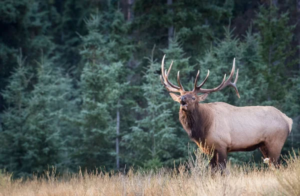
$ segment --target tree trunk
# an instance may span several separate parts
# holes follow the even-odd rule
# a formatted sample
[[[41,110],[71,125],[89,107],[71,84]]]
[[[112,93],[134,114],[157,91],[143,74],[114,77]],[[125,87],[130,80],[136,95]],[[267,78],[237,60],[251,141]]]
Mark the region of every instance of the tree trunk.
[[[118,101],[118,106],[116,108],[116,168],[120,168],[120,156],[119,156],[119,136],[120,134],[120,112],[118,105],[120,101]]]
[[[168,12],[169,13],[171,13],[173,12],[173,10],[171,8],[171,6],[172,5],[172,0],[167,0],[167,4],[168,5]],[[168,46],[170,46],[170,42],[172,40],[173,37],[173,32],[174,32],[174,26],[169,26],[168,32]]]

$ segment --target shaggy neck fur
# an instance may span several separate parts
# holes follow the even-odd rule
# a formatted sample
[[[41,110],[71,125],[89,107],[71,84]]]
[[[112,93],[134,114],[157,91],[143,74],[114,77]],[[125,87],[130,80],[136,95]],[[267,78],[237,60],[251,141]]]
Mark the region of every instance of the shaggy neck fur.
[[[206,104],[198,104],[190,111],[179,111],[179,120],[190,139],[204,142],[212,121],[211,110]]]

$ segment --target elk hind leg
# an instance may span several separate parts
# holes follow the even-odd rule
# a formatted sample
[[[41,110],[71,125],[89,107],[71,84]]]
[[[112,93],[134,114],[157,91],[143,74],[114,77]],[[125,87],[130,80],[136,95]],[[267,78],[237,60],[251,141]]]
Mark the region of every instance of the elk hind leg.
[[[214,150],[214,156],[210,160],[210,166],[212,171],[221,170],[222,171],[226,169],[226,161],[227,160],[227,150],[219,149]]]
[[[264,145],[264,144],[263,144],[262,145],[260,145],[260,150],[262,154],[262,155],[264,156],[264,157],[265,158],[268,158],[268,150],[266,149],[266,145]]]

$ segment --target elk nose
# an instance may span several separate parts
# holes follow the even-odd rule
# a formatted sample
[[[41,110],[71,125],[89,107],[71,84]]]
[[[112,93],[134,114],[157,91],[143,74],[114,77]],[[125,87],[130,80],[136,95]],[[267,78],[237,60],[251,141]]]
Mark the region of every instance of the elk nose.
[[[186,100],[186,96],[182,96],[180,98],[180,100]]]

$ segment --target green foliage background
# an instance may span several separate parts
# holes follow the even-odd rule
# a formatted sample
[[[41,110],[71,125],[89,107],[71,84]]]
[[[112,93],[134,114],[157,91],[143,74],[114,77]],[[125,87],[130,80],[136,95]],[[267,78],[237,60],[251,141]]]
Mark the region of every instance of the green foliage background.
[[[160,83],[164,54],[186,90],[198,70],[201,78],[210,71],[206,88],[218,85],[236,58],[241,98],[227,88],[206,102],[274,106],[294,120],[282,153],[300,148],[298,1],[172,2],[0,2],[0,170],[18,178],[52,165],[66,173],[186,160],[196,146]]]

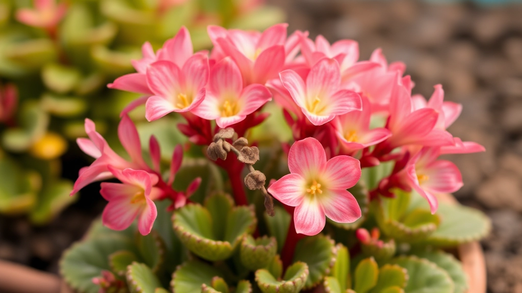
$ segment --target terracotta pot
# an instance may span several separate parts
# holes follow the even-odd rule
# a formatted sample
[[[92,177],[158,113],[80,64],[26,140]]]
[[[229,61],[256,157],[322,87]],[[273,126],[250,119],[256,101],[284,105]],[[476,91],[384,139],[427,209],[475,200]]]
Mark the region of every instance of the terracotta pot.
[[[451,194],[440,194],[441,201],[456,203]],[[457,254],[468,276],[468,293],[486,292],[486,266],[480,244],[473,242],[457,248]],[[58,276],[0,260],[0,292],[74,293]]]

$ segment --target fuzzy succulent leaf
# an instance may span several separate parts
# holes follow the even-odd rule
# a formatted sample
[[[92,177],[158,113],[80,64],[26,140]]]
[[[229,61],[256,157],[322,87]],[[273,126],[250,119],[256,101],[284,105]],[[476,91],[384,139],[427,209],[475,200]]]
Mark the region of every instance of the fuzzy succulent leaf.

### Exercise objective
Copy out every line of the items above verbatim, omitting the pictures.

### Written answer
$ segment --target tree trunk
# an instance may span several separate parts
# holes follow the even-odd rule
# a formatted sample
[[[41,110],[71,125],[89,107],[71,84]]]
[[[112,93],[134,114],[157,91],[143,74],[114,77]],[[125,87],[130,80],[136,95]],[[267,78],[237,60],[251,141]]]
Mark the region of every instance of the tree trunk.
[[[118,101],[118,106],[116,108],[116,168],[120,168],[120,156],[119,156],[119,136],[120,134],[120,112],[118,105],[120,101]]]
[[[168,12],[169,13],[171,13],[173,12],[173,10],[171,8],[171,6],[172,5],[172,0],[167,0],[167,4],[168,5]],[[168,46],[170,46],[170,42],[172,40],[173,37],[173,32],[174,32],[174,26],[169,26],[168,32]]]

$ segment --target shaggy neck fur
# an instance may span several separate parts
# holes follow the even-odd rule
# a formatted sample
[[[41,110],[71,125],[89,107],[71,84]]]
[[[112,93],[134,114],[157,91],[143,74],[114,77]],[[125,87],[130,80],[136,95]],[[267,78],[237,60],[251,141]]]
Mark the region of every instance of the shaggy neck fur.
[[[206,104],[198,104],[190,111],[179,111],[179,120],[190,139],[204,142],[212,121],[211,110]]]

$ segment --target elk hind leg
# an instance may span several separate parts
# holes follow the even-odd rule
# a formatted sample
[[[41,110],[71,125],[89,107],[71,84]]]
[[[112,93],[134,114],[157,91],[143,74],[114,77]],[[125,87],[130,80],[136,95]],[[267,78],[237,60],[251,141]]]
Mark the region of every instance of the elk hind leg.
[[[214,150],[214,156],[210,160],[210,166],[212,171],[221,170],[222,171],[226,169],[226,161],[227,160],[227,150],[219,149]]]
[[[264,145],[264,144],[263,144],[262,145],[260,145],[260,150],[262,154],[262,155],[264,156],[264,157],[265,158],[268,158],[268,150],[266,149],[266,145]]]

$ segment --target elk nose
# an instance may span several separate parts
# holes follow the even-odd rule
# a formatted sample
[[[41,110],[71,125],[89,107],[71,84]]]
[[[112,93],[134,114],[157,91],[143,74],[114,77]],[[125,87],[130,80],[136,95]],[[267,78],[237,60],[251,141]]]
Mark the region of every instance of the elk nose.
[[[186,100],[186,96],[182,96],[180,98],[180,100]]]

$ segment --target green foliage background
# an instance may span several separate parts
# holes follow the even-odd rule
# a formatted sample
[[[41,110],[71,125],[89,107],[71,84]]]
[[[112,93],[134,114],[157,91],[143,74],[114,77]],[[125,87],[130,80],[136,95]],[[267,78],[237,60],[251,141]]]
Mark the region of every instance of the green foliage background.
[[[160,83],[164,54],[186,90],[198,70],[201,78],[210,71],[206,88],[218,85],[236,58],[241,98],[227,88],[206,102],[274,106],[294,120],[282,153],[300,148],[298,1],[172,2],[0,2],[0,170],[18,178],[52,165],[66,173],[186,160],[196,146]]]

$ segment --target terracotta pot
# an instance may span several separate parts
# holes follow the even-odd rule
# a formatted sample
[[[92,177],[158,113],[80,64],[26,140]]]
[[[229,61],[256,157],[322,87]],[[273,126],[250,119],[256,101],[284,105]],[[476,91],[384,139],[427,209],[475,200]]]
Mark the region of every instance of the terracotta pot.
[[[451,194],[440,194],[441,201],[456,203]],[[457,254],[468,276],[468,293],[486,292],[486,266],[480,244],[473,242],[457,248]],[[58,276],[0,260],[0,292],[74,293]]]

$ segment --target fuzzy succulent leaf
# an instance may span several separate parts
# holes follow the even-odd rule
# a formatted sample
[[[92,177],[158,113],[80,64],[26,140]]]
[[[229,61],[256,157],[322,87]],[[273,126],[250,119],[256,101],[284,105]],[[476,91],[384,139],[427,209],[475,200]]]
Mark the region of every instance of the fuzzy succulent leaf.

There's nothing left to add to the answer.